= Extrait du document =
Mieux informer les citoyens
Plusieurs plaintes ont aussi porté sur des «lacunes» en matière d’information et de communication de la part de la Ville. À l’avenir, la Ville devra s’assurer de mieux planifier ses projets et de communiquer ses intentions aux citoyens, constate ainsi l’ombudsman.
«L’urgence n’excuse rien», lance à Métro le chef d’Ensemble Montréal, Lionel Perez, qui accuse l’administration de Valérie Plante d’avoir fait preuve de «négligence».
«L’opposition réclamait des consultations publiques pour les aménagements d’urgence [les VAS, NDLR]. L’ombudsman reconnaît que ce n’était pas possible», réplique le responsable de la mobilité au comité exécutif, Éric Alan Caldwell. Ce dernier concède toutefois que la Ville aurait pu mieux informer les citoyens sur ces aménagements publics.
«Il faut qu’on améliore nos communications aux citoyens, malgré le contexte d’urgence. C’est quelque chose qu’on reconnaît.» -Éric Alan Caldwell, responsable de la mobilité au comité exécutif
Un projet fortement critiqué
Le rapport fait par ailleurs état de 66 dossiers qui ont fait l’objet d’une enquête en lien avec le REV sur la rue de Bellechasse, dans Rosemont–La Petite-Patrie. Ce projet permanent de piste cyclable a entraîné le retrait de plusieurs centaines de places de stationnement, cet été.
«Si moi, j’étais le maire de Rosemont, M. Croteau, j’y penserais à deux fois avant de continuer à aller de l’avant avec le REV de la rue de Bellechasse», laisse tomber M. Perez.
Par voie de communiqué, la Ville défend pour sa part les efforts faits par l’arrondissement pour limiter les impacts du REV sur le retrait d’espaces de stationnement sur cette rue. Celui-ci a notamment conservé ou déplacé à proximité «l’ensemble des places réservées pour les personnes à mobilité réduite», indique-t-on.

= Données enregistrées =

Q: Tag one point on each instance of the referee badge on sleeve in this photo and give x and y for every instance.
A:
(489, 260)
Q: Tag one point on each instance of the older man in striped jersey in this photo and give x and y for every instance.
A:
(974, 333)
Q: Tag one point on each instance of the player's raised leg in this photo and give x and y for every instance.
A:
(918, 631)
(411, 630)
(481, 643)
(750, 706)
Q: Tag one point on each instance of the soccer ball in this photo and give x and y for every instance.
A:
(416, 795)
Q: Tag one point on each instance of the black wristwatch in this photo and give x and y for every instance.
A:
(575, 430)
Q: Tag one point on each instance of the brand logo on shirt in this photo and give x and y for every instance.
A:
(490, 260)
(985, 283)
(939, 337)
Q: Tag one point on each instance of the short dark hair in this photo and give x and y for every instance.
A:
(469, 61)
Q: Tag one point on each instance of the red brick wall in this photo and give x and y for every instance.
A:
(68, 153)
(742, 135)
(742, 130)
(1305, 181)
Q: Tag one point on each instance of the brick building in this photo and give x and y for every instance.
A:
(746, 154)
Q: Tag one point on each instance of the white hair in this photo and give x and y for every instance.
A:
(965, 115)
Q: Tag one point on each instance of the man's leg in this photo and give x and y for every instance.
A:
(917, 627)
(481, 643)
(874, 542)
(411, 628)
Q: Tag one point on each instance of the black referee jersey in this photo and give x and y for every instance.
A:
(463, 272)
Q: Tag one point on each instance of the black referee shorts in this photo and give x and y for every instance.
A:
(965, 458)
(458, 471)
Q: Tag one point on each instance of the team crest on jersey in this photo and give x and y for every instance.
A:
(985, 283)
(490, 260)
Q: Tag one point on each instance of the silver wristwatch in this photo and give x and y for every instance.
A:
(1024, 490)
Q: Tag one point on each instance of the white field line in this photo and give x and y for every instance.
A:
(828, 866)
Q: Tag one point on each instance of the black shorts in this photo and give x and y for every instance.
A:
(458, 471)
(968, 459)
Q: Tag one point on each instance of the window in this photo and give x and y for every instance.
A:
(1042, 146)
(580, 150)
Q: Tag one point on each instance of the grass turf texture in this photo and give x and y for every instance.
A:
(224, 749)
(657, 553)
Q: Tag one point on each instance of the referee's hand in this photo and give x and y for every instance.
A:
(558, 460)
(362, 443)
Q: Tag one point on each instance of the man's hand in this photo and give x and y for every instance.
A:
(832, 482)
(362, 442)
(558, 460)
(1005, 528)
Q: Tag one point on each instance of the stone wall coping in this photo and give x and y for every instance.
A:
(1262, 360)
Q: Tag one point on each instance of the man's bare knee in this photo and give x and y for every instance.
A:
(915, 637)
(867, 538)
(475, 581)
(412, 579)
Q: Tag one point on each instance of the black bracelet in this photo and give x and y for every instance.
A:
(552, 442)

= Consigne =
Reprenez le texte sur le rapport de l'ombudsman et les plaintes liées au REV de la rue de Bellechasse, puis poursuivez-le à partir de sa dernière phrase.

= Réponse =
Accessibilité universelle
Au terme de son enquête, l’ombudsman émet une quinzaine de recommandations à la Ville. Nadine Mailloux demande notamment à l’administration municipale de considérer les enjeux d’accessibilité universelle avant de réaliser de tels aménagements, qui peuvent notamment entraîner le retrait de places de stationnement réservées.
Le rapport demande aussi à la Ville de tenir compte des impacts que peuvent avoir les voies cyclables et piétonnes sur l’accès au transport en commun. La VAS de la rue Rachel a notamment entraîné cet été le retrait d’arrêts d’autobus devant un CLSC.
«Pour se rendre aux arrêts d’autobus relocalisés, ou à la rue Rachel, les usagers devaient marcher presque un kilomètre supplémentaire, ce qui posait problème pour les personnes à mobilité réduite et pour l’accessibilité aux institutions médicales», peut-on lire dans le rapport.
Face au mécontentement populaire, la Ville a démantelé ce corridor piéton à la fin juin.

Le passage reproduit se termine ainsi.